I asked her, “What happened?!”
“I fell off a stool at Bedford,” she laughed. “Prison is literally killing me.”
We both laughed. Perhaps a little too long.
“You know,” she said, “I’m thinking of starting my own greeting card line for prisoners and their loved ones? People don’t realize there’s a lot of us, and I really think it would be a hit.”
“Yes. Totally. Martha Stewart could endorse it. Though, I’m not sure she would want to highlight her time in prison. Might be bad for business”
“No, I really think there is something in that.”
“I do too.”
“What’s Bedford?” I asked.
“It’s the maximum security prison right across the street. Everyone goes there first until they are assigned.”
“Gotcha. Are you relieved to be here?”
“There’s abuse in both places. That’s why I pretty much keep to myself.”
We continued, and she proceeded to tell me how the mind was the most dangerous “weapon” here. There was nothing to do:
“There’s a gym,” she said. “It holds 40 people, and there are 400 of us.”
“Is there a library?”
“Yes, if it’s open. They have classes, but it only goes as far as an associates’ degree. I have my Master’s.”
She told me a little bit about the group culture. I felt so comfortable talking with her. I didn’t want to feel invasive, but we were just having a conversation about the state of the “system” as she sees it. I asked her if she had any friends or sense of community. She said she kept to herself because it was safer, but she did help tutor a couple of folks in math for their GED so they would “have her back” should a situation arise.
We proceeded to talk about where she was from, and she told me about her family and her husband, who was a very well-respected dentist. And of course, in the back of my mind, I kept thinking, “what are you in here for?” I share with her a bit about my own family, and how I have a new niece and a nephew coming, and gushed about how I don’t think I’ve ever seen my mom as happy as she is as when she is being a grandmother to Veronica.

(Data excerpts):
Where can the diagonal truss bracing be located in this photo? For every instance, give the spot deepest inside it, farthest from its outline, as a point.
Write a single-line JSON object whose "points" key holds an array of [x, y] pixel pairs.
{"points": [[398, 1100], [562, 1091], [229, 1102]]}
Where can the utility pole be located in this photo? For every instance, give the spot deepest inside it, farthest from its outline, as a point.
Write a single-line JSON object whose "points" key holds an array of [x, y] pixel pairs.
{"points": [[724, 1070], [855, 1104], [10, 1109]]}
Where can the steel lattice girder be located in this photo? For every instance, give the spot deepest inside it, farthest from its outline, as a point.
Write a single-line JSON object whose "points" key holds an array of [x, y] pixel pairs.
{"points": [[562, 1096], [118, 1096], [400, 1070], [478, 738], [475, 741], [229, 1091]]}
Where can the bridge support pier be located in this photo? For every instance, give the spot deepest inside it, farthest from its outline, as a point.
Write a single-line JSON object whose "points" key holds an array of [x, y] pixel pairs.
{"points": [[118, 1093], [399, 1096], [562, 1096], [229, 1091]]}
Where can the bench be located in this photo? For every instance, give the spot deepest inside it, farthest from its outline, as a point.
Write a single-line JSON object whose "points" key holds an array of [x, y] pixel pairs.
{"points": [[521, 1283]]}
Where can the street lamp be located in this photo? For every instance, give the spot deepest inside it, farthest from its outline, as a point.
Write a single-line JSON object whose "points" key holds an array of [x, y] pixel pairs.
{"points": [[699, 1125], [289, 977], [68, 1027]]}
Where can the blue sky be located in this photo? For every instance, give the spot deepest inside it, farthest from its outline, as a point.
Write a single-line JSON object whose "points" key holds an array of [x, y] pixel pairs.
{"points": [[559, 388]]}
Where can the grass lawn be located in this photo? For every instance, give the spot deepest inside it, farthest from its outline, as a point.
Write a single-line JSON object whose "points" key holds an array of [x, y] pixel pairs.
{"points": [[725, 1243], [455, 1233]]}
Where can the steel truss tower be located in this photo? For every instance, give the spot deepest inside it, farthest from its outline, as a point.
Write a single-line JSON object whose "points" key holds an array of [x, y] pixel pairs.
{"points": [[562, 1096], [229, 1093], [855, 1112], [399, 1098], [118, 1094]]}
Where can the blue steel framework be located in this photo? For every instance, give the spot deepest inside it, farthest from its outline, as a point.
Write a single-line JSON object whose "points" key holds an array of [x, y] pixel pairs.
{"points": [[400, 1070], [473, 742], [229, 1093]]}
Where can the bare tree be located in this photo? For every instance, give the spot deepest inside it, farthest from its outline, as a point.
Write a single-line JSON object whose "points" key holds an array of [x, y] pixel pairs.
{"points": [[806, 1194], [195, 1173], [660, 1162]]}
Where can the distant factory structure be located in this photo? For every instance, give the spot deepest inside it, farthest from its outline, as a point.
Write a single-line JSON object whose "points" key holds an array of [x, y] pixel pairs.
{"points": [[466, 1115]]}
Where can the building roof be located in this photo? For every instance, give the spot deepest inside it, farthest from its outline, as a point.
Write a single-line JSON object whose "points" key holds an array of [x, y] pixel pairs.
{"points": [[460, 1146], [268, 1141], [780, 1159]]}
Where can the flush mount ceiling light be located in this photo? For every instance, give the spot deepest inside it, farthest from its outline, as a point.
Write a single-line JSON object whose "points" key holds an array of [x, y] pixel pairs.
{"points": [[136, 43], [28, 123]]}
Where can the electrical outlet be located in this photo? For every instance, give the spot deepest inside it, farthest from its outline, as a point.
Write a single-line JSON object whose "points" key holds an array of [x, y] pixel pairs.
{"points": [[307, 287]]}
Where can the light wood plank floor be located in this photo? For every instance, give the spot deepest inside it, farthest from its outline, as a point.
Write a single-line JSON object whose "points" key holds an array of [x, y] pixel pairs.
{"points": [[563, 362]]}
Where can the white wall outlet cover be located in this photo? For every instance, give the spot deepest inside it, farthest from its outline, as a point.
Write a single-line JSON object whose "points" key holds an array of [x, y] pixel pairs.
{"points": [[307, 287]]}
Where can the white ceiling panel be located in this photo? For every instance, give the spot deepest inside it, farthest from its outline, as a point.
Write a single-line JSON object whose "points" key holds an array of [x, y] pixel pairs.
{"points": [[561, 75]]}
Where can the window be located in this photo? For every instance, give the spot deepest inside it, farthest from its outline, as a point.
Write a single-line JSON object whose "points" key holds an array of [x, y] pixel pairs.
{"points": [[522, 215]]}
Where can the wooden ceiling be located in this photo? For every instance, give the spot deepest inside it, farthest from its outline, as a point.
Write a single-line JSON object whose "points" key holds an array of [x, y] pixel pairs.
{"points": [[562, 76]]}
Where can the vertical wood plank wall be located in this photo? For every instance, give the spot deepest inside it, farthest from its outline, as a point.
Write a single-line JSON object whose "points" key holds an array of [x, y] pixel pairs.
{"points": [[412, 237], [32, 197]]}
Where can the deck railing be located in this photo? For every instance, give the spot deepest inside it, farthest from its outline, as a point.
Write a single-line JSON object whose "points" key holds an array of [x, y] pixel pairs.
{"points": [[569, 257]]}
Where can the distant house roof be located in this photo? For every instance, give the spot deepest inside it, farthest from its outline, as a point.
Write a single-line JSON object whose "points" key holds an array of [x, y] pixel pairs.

(Instructions for the task):
Answer these questions from the prison visit text:
1. What is Bedford, according to the woman?
2. How many people does the gym hold, and how many inmates are there?
3. What was the woman's husband's profession?
Rely only on the prison visit text for what comes next.

(Result of this task):
1. It is the maximum security prison across the street, where everyone goes first until they are assigned.
2. The gym holds 40 people, and there are 400 inmates.
3. He was a very well-respected dentist.